Texto del documento =>
● ● ●
Esta semana en el Centro Cultural de la PUCP se estará programando un corto ciclo de Cine Israelí. No se pierdan The Cakemaker. Aquí un comentario a este interesante filme.
Una historia sobre un
romance frustrado y un infiltrado. La ópera prima del israelí Ofir Raul Grazier
desarrolla el encuentro entre Thomas (Tim Kalhof), un pastelero alemán, y Anat
(Sarah Adler), la dueña de un café en Jerusalén, dos personajes vinculados a un
tercero, un fantasma. El repostero de
Berlín (2017) va provocando la expectativa a propósito de la introducción
del berlinés a un círculo judío, lugar que contiene sus propias normas, algunas
conservadoras, y además reserva ciertos prejuicios, síntomas históricos. El
ingreso del pastelero como nuevo empleado del café con certificación kosher
–reglamento alimentario que exige ciertos círculos de la comunidad judía– será
la premisa que dibujará el panorama que expondrá al extranjero a una serie de
trabas. A su condición de forastero, su situación luce aún más complicada debido
a su motivación personal, aquello que lo impulsó a llegar a dicho lugar y
adentrarse a un mundo ajeno, aunque familiar para él.
● ● ●
Problema planteado => Vuelve a escribir completa y sin ningún cambio la reseña de la película The Cakemaker.

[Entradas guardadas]
● ● ●
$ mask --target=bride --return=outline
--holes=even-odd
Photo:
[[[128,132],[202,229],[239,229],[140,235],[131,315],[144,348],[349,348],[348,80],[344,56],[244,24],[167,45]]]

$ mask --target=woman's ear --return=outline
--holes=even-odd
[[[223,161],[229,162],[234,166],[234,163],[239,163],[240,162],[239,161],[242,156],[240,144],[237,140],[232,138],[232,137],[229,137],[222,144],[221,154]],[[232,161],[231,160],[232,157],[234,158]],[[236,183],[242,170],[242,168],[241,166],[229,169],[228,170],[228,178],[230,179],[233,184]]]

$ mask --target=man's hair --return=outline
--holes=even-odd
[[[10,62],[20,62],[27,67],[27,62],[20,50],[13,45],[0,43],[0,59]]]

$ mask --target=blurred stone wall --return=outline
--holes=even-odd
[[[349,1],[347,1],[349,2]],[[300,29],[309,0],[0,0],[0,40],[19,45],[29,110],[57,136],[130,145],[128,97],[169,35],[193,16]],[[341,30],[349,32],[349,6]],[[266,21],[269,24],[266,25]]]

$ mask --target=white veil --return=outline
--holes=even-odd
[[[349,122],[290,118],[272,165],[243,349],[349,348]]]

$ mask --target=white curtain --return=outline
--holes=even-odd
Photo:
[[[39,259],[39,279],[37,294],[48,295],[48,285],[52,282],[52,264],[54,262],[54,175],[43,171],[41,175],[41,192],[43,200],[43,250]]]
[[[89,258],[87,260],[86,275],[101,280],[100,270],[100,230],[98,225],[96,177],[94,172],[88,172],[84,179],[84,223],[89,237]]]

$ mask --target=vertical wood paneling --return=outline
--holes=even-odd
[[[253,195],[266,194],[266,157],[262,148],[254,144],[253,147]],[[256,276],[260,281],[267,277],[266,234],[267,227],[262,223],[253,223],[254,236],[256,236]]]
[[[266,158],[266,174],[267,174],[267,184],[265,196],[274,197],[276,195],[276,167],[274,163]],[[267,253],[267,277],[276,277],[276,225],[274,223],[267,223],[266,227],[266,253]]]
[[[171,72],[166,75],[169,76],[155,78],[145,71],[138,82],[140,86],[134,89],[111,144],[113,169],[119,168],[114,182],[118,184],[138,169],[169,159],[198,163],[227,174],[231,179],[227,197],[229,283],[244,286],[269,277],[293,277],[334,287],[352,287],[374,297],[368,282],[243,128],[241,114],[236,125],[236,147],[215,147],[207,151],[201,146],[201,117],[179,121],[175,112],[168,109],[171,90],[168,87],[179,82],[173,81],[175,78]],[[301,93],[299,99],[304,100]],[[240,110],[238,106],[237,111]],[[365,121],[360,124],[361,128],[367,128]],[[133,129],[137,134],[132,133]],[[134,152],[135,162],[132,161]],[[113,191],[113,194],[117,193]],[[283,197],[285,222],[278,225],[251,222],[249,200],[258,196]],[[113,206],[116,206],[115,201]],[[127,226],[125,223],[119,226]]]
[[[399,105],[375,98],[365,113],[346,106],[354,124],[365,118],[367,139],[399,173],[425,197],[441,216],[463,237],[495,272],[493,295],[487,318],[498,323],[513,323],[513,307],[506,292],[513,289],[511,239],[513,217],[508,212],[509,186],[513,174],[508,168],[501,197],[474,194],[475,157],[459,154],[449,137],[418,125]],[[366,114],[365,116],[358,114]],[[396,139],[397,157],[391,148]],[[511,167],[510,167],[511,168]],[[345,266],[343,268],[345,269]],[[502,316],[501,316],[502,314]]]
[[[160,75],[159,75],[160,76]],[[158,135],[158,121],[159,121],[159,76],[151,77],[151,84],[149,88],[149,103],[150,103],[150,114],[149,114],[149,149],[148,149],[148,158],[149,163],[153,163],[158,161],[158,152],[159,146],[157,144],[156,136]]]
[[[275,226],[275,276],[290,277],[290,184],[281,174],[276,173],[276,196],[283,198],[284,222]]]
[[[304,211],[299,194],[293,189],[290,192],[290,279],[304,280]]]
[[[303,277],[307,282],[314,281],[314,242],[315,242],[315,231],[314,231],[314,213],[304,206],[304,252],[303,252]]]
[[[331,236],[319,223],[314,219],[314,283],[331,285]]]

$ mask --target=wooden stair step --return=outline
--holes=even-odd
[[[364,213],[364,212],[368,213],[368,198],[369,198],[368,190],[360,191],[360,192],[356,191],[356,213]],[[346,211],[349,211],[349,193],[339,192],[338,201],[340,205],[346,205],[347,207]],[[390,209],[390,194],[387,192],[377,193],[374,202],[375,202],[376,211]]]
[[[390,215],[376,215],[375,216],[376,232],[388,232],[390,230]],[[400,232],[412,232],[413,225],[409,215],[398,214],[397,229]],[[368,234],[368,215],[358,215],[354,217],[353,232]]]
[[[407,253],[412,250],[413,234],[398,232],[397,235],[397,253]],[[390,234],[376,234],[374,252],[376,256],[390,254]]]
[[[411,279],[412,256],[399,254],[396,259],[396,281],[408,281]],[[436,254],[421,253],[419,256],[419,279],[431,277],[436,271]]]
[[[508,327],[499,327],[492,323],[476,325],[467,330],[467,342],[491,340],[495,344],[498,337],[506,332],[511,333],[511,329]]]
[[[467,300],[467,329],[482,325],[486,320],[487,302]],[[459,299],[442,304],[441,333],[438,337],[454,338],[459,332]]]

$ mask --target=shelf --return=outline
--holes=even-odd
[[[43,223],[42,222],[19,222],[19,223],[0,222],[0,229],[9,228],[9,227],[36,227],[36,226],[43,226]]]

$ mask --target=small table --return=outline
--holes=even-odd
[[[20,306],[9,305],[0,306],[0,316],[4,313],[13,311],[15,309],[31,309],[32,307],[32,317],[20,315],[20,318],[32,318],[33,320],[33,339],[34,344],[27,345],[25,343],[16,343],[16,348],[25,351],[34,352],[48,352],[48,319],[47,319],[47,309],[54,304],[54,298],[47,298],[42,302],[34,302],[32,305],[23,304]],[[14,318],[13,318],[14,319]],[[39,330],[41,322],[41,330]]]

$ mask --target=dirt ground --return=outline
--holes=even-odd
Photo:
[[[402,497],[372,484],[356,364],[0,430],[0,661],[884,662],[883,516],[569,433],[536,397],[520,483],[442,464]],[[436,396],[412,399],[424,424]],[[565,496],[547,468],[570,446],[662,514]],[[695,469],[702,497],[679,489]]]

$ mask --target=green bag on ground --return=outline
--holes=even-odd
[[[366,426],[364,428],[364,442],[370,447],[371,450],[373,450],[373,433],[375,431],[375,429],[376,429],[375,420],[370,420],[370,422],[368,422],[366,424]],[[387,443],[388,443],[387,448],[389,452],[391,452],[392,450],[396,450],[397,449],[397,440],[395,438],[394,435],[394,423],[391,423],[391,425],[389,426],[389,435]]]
● ● ●
Área de respuesta =>
Esta semana en el Centro Cultural de la PUCP se estará programando un corto ciclo de Cine Israelí. No se pierdan The Cakemaker. Aquí un comentario a este interesante filme.
Una historia sobre un
romance frustrado y un infiltrado. La ópera prima del israelí Ofir Raul Grazier
desarrolla el encuentro entre Thomas (Tim Kalhof), un pastelero alemán, y Anat
(Sarah Adler), la dueña de un café en Jerusalén, dos personajes vinculados a un
tercero, un fantasma. El repostero de
Berlín (2017) va provocando la expectativa a propósito de la introducción
del berlinés a un círculo judío, lugar que contiene sus propias normas, algunas
conservadoras, y además reserva ciertos prejuicios, síntomas históricos. El
ingreso del pastelero como nuevo empleado del café con certificación kosher
–reglamento alimentario que exige ciertos círculos de la comunidad judía– será
la premisa que dibujará el panorama que expondrá al extranjero a una serie de
trabas. A su condición de forastero, su situación luce aún más complicada debido
a su motivación personal, aquello que lo impulsó a llegar a dicho lugar y
adentrarse a un mundo ajeno, aunque familiar para él.